Records for the task |
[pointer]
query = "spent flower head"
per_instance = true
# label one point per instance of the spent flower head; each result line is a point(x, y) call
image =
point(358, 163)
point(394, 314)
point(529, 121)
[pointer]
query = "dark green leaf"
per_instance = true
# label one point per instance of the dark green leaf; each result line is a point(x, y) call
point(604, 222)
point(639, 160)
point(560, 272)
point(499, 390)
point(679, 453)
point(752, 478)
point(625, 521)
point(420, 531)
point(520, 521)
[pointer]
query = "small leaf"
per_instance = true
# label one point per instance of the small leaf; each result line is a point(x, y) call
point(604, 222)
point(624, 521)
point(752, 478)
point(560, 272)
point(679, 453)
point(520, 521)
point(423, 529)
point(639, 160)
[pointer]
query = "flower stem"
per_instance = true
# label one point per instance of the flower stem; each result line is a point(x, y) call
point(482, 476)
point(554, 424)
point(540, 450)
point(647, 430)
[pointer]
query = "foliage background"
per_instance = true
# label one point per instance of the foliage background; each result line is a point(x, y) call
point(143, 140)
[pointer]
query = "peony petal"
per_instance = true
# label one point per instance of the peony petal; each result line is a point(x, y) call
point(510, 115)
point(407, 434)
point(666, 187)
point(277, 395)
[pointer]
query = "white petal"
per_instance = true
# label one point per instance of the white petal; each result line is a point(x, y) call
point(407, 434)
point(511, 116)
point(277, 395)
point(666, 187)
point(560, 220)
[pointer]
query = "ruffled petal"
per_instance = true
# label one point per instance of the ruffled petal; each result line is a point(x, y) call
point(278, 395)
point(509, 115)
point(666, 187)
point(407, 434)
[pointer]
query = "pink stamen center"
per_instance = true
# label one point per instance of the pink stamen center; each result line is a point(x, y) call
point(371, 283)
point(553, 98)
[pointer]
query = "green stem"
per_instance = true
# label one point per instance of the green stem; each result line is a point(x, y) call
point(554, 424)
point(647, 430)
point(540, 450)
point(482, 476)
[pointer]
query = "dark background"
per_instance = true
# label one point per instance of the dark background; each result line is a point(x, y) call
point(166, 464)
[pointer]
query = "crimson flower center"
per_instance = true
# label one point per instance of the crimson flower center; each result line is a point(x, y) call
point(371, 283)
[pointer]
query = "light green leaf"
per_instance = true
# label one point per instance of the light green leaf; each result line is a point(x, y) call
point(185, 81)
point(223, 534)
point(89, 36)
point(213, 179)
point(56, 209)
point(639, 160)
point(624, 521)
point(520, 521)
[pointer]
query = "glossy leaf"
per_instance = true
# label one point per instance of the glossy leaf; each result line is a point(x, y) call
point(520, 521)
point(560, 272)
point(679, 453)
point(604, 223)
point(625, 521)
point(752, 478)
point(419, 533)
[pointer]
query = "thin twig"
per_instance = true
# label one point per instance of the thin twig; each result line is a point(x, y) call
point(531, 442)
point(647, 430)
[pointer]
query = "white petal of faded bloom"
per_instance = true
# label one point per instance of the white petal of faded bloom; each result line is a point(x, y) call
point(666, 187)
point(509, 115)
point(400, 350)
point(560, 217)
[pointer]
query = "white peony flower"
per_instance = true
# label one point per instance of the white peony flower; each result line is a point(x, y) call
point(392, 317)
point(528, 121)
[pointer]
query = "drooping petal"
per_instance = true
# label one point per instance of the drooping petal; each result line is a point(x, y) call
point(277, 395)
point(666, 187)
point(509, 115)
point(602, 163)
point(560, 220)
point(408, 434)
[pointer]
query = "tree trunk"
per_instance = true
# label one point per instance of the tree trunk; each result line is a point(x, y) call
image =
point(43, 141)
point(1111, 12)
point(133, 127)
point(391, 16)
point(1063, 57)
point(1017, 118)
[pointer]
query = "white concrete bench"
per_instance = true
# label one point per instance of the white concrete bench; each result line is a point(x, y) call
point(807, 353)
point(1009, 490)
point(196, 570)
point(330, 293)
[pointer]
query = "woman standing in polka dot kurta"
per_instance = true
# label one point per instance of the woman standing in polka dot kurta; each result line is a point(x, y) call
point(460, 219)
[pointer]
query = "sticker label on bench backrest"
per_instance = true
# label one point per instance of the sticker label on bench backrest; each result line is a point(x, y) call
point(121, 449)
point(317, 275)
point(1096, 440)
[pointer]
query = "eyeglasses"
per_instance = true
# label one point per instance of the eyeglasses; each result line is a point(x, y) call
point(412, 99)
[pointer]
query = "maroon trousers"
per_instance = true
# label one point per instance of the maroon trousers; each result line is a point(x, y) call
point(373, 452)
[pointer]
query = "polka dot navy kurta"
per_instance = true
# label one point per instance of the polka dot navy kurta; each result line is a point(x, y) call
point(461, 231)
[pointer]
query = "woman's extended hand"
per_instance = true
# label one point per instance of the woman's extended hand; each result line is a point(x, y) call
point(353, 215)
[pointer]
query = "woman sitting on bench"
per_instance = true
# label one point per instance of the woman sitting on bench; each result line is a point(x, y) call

What to work on | Reproduce the entries exactly, each one as given.

Response to this task |
[pointer]
query = "spent flower head"
per_instance = true
# label one point per instance of the spent flower head; each result line is a point(x, y) call
image =
point(358, 163)
point(394, 314)
point(529, 121)
[pointer]
query = "dark green leaf"
per_instance = true
# label one point per instance of the dark green leaf; each result line is a point(x, y) call
point(604, 222)
point(639, 160)
point(560, 272)
point(499, 390)
point(679, 453)
point(752, 478)
point(625, 521)
point(420, 531)
point(520, 521)
[pointer]
query = "small leaf"
per_instance = true
# label one point per instance of the small leaf; each result line is a point(x, y) call
point(604, 222)
point(624, 521)
point(752, 478)
point(560, 272)
point(679, 453)
point(520, 521)
point(423, 529)
point(639, 160)
[pointer]
query = "flower stem"
per_instance = true
# label one point per instance of the flower stem; each result line is a point(x, y) call
point(482, 476)
point(554, 424)
point(540, 450)
point(647, 430)
[pointer]
query = "foliage background"
per_instance = true
# label one point per instance of the foliage background; each result line is a point(x, y) call
point(143, 140)
[pointer]
query = "peony petal"
per_instance = true
# label one point per instance of the peony petal; each result line is a point(x, y) call
point(510, 115)
point(407, 434)
point(666, 187)
point(277, 395)
[pointer]
query = "white petal"
per_instance = true
# label one point per instance of the white petal; each result line is a point(x, y) call
point(407, 434)
point(511, 116)
point(277, 395)
point(666, 187)
point(560, 220)
[pointer]
query = "ruffled petal"
per_instance = true
# label one point per instance of the ruffled petal; each result line is a point(x, y) call
point(278, 395)
point(509, 115)
point(666, 187)
point(407, 434)
[pointer]
query = "pink stamen center"
per_instance = true
# label one point per instance of the pink stamen center; each result line is a point(x, y) call
point(371, 283)
point(553, 98)
[pointer]
query = "green stem"
per_instance = true
# label one point per instance of the green stem; each result line is a point(x, y) call
point(554, 424)
point(647, 430)
point(540, 450)
point(482, 476)
[pointer]
query = "dark background"
per_instance = true
# label one point per instance of the dark background; each result line is a point(x, y) call
point(166, 464)
[pointer]
query = "crimson flower center"
per_instance = true
# label one point per instance of the crimson flower center; each result line is a point(x, y) call
point(371, 283)
[pointer]
query = "light green leaf"
per_instance = true
# label one point per instance of the light green leaf; each result line is a point(x, y) call
point(185, 81)
point(223, 534)
point(89, 36)
point(213, 179)
point(56, 209)
point(639, 160)
point(624, 521)
point(520, 521)
[pointer]
query = "glossy leaf"
per_instance = true
# label one point per instance of the glossy leaf; each result line is a point(x, y) call
point(520, 521)
point(560, 272)
point(679, 453)
point(604, 223)
point(625, 521)
point(752, 478)
point(419, 533)
[pointer]
query = "thin twig"
per_instance = true
# label one point per instance of the thin twig; each result line is a point(x, y) call
point(531, 442)
point(647, 430)
[pointer]
query = "white petal of faded bloom"
per_instance = true
# label one point per instance of the white petal of faded bloom; each result line is a point(x, y) call
point(666, 187)
point(509, 115)
point(400, 350)
point(560, 217)
[pointer]
query = "white peony flower"
per_instance = true
# label one point per instance of the white peony flower; each result line is a point(x, y) call
point(392, 317)
point(528, 121)
[pointer]
query = "drooping petal"
per_instance = true
# label one point per instance of the drooping petal; each result line is a point(x, y) call
point(277, 395)
point(666, 187)
point(509, 115)
point(602, 163)
point(560, 220)
point(408, 434)
[pointer]
query = "tree trunk"
per_instance = true
# label one point per instance of the tree trunk; each result line is a point(x, y) call
image =
point(43, 141)
point(1111, 12)
point(133, 127)
point(391, 16)
point(1063, 57)
point(1017, 118)
[pointer]
query = "white concrete bench"
per_instance = true
# label one point per instance of the white concrete bench; each result line is a point(x, y) call
point(807, 353)
point(1009, 490)
point(196, 570)
point(330, 293)
[pointer]
query = "woman standing in polka dot kurta"
per_instance = true
# label one point per instance of the woman standing in polka dot kurta; each result line is a point(x, y) call
point(460, 219)
[pointer]
query = "sticker label on bench backrest"
per_instance = true
# label one point per instance of the sticker label on bench backrest; each result line is a point(x, y) call
point(121, 449)
point(317, 275)
point(1096, 440)
[pointer]
query = "eyeglasses"
per_instance = true
# label one point per instance of the eyeglasses; each result line is a point(x, y) call
point(412, 99)
[pointer]
query = "maroon trousers"
per_instance = true
# label one point per instance of the maroon trousers; each result line is a point(x, y) call
point(373, 452)
[pointer]
query = "polka dot navy kurta"
per_instance = true
# label one point per instance of the polka dot navy kurta; each result line is a point(x, y) call
point(461, 231)
[pointer]
query = "woman's extended hand"
per_instance = true
# label one point per instance of the woman's extended hand; each result line is a point(x, y) call
point(353, 215)
[pointer]
query = "woman sitting on bench"
per_instance = true
# label one point per instance of the woman sitting on bench; each result line is a point(x, y) call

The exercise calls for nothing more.